— Supplied records —
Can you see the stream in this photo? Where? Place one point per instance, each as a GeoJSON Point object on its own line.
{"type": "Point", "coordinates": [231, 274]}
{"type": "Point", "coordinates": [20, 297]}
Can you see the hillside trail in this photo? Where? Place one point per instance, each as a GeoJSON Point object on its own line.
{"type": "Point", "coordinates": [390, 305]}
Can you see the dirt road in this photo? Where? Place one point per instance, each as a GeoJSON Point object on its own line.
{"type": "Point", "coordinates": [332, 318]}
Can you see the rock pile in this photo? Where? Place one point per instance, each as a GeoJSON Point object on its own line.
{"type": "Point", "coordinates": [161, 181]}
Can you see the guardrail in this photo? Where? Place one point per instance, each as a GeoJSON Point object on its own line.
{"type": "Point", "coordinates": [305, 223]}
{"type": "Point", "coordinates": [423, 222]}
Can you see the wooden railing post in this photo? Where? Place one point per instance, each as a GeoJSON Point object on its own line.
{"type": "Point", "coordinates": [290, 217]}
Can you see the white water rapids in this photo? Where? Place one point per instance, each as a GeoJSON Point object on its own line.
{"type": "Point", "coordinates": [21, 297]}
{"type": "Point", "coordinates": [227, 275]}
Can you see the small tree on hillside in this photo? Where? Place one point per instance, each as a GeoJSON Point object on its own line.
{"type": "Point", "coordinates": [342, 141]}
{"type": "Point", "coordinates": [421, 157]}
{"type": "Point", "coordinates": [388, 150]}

— Work to complete —
Copy exactly the lines from the one containing "Can you see the wooden" through the last line of the records, both included, and nothing else.

— Expected output —
Can you see the wooden railing post in this photo? Where? Place one point per instance, each as a GeoJSON Point object on its own line.
{"type": "Point", "coordinates": [290, 217]}
Can you see the white water rapids in this photo? Where? Place one point per instance, each as a GeoJSON Point object on its own line.
{"type": "Point", "coordinates": [21, 297]}
{"type": "Point", "coordinates": [227, 275]}
Can you see the small tree on hillside in this photo? Where? Place one point per instance, each as a GeoJSON Point object on its own line.
{"type": "Point", "coordinates": [342, 141]}
{"type": "Point", "coordinates": [421, 157]}
{"type": "Point", "coordinates": [388, 150]}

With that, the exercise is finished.